**ASSIGNMENT 1:**
In the article on high LTV mortgages, rewrite the passage between "No sooner is" and "resources and patience!!", inclusive, substituting "90% LTV products" for each occurrence of "high LTV products".
**ASSIGNMENT 2:**
Answer these questions from the article on high LTV mortgages:
(a) Which bank is given as an example of a lender set to relaunch its high LTV products?
(b) Which two groups are said to be predominantly affected by the lack of deposit?
(c) Whose news would house movers have looked at as a chance to benefit from the lack of stamp duty?

Among the many negative effects of Covid-19 to the financial services industry, is the limiting and indeed, total withdrawal of high Loan to Value products from the mortgage market.
The last few weeks and months have been a veritable hokey cokey of lenders relaunching their high LTV products, usually for an extremely limited period of time, only to withdraw them once the time limit has expired.
No sooner is there positive news that Metro Bank, for example, are to relaunch their high LTV products, it seems that this is followed almost immediately by the news that multiple lenders in the market are to withdraw them again, with concerns a second wave of the pandemic is imminent.
“Whilst the withdrawal of high LTV products has had its challenges when trying to obtain a mortgage for a client, it has also presented me with opportunities to be creative.
There have been a couple of initial negative impacts from the withdrawal of the 90% LTV mortgages. The obvious one being clients not having enough of a deposit for the house of their dreams.
Those predominantly effected tend to be first time buyers and younger professionals, where the idea of obtaining an extra 5-10% deposit is often a strain on their resources and patience!!
Frustration is coupled with the fact many of these young professionals now see it as the perfect time to make that step onto the ladder. Many are wanting that move back into suburbs as hours are reduced in the offices in the city.
Clients that are no longer needed in the office and can work from home are sniffing at the opportunity to get into houses that are much cheaper in the suburbs that they are in major cities such as London. However, working and living in a city, and the generally higher living expenses incurred, will have taken its toll on their savings.
There is also an impact for house movers, those clients with young families who see this as a perfect opportunity to move house to cater for their expanding family. They would have looked at the news from Rishi Sunak and saw this as an opportunity to make the most of the lack of stamp duty.
In one such case, whilst we did still have the opportunity to obtain a 90% mortgage from a very limited panel, high demand meant that these were extremely difficult to get a hold of. So this, coinciding with high house prices, tougher affordability checks based on furloughed income and the need for a larger deposit seemed to make it even harder for all mortgage applicants- first time buyers as well as existing homeowners.
So, it was time to get creative. First port of call – getting the basics done. Could they put savings aside to get to their desired deposit? Have they utilised our Lifetime ISAs and other government schemes?

**DATASET EXTRACT:**
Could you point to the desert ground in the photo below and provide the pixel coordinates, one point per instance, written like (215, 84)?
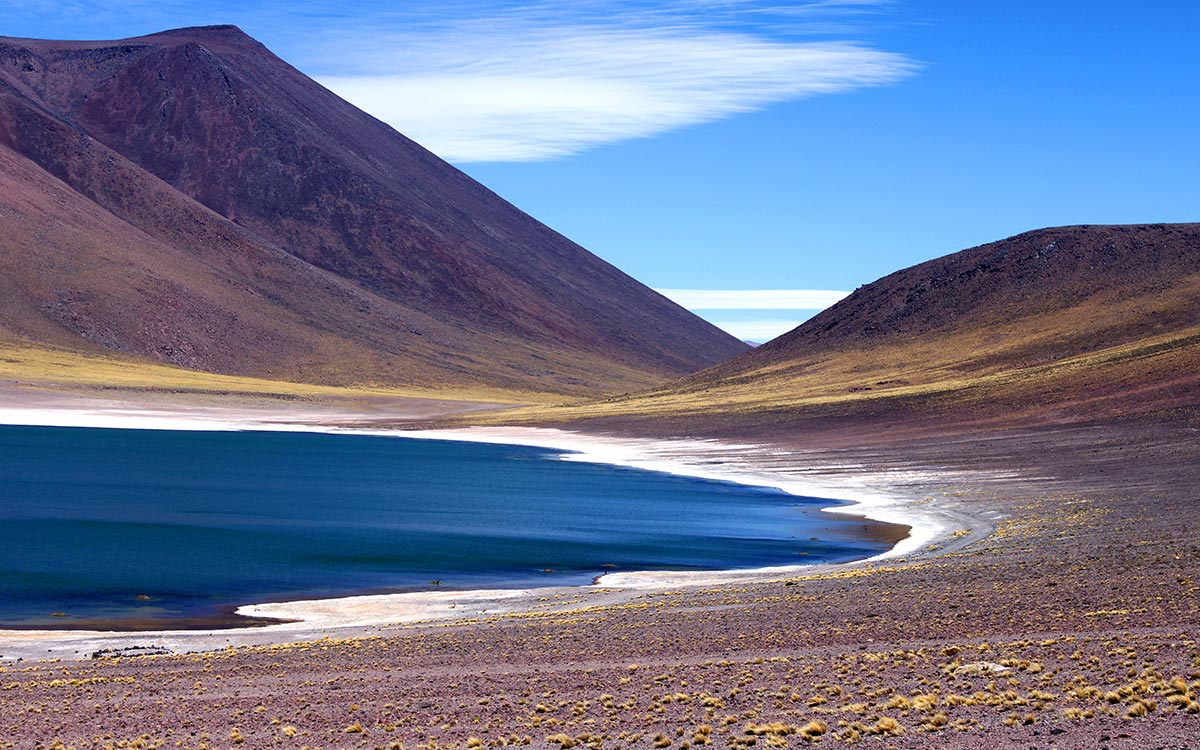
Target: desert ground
(1054, 601)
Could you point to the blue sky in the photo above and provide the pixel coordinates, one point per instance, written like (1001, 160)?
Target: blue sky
(756, 144)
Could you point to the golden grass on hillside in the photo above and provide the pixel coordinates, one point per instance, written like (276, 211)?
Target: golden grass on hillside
(870, 381)
(49, 367)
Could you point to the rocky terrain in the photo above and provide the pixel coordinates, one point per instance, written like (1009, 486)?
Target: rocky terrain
(1071, 622)
(190, 198)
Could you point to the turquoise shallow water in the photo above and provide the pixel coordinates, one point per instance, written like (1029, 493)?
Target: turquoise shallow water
(136, 528)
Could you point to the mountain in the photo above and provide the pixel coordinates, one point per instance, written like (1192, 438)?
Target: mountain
(189, 197)
(1056, 325)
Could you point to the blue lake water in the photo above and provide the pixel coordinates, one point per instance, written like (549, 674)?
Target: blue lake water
(138, 528)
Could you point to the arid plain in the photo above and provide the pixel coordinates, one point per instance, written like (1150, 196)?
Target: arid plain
(1031, 407)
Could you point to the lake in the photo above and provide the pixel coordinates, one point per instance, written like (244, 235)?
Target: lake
(142, 528)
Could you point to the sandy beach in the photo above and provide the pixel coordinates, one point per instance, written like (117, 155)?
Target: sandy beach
(1047, 598)
(881, 497)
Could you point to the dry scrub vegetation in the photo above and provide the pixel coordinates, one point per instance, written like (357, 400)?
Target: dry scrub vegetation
(1074, 625)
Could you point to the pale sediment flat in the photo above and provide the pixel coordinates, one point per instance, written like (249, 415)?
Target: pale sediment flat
(892, 497)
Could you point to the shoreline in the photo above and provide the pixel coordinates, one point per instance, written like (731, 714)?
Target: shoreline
(874, 496)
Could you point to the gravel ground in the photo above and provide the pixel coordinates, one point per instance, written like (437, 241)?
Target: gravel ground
(1075, 623)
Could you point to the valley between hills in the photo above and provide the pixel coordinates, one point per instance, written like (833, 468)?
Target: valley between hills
(1031, 407)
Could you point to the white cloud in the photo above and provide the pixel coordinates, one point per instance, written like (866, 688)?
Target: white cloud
(491, 90)
(754, 299)
(759, 331)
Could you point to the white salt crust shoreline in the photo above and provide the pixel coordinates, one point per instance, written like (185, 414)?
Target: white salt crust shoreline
(876, 496)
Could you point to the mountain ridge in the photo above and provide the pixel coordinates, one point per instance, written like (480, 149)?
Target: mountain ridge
(202, 138)
(1059, 325)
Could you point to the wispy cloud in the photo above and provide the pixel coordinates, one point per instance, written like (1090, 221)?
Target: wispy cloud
(754, 299)
(533, 84)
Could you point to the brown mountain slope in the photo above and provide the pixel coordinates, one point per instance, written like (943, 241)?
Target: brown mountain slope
(1055, 325)
(192, 198)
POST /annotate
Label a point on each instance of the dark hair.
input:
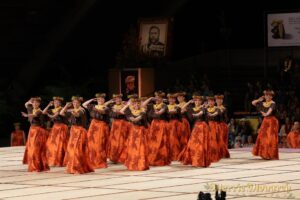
(154, 27)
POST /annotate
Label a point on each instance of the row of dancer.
(143, 132)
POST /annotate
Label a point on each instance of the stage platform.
(243, 176)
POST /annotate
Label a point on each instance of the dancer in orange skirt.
(98, 132)
(58, 139)
(137, 142)
(223, 126)
(174, 126)
(159, 140)
(212, 113)
(76, 159)
(197, 151)
(267, 140)
(116, 150)
(35, 153)
(186, 129)
(293, 138)
(17, 137)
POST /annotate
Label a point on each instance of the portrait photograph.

**SOLUTION 1:**
No sooner is there positive news that Metro Bank, for example, are to relaunch their 90% LTV products, it seems that this is followed almost immediately by the news that multiple lenders in the market are to withdraw them again, with concerns a second wave of the pandemic is imminent.
“Whilst the withdrawal of 90% LTV products has had its challenges when trying to obtain a mortgage for a client, it has also presented me with opportunities to be creative.
There have been a couple of initial negative impacts from the withdrawal of the 90% LTV mortgages. The obvious one being clients not having enough of a deposit for the house of their dreams.
Those predominantly effected tend to be first time buyers and younger professionals, where the idea of obtaining an extra 5-10% deposit is often a strain on their resources and patience!!

**SOLUTION 2:**
(a) Metro Bank
(b) First time buyers and younger professionals
(c) Rishi Sunak's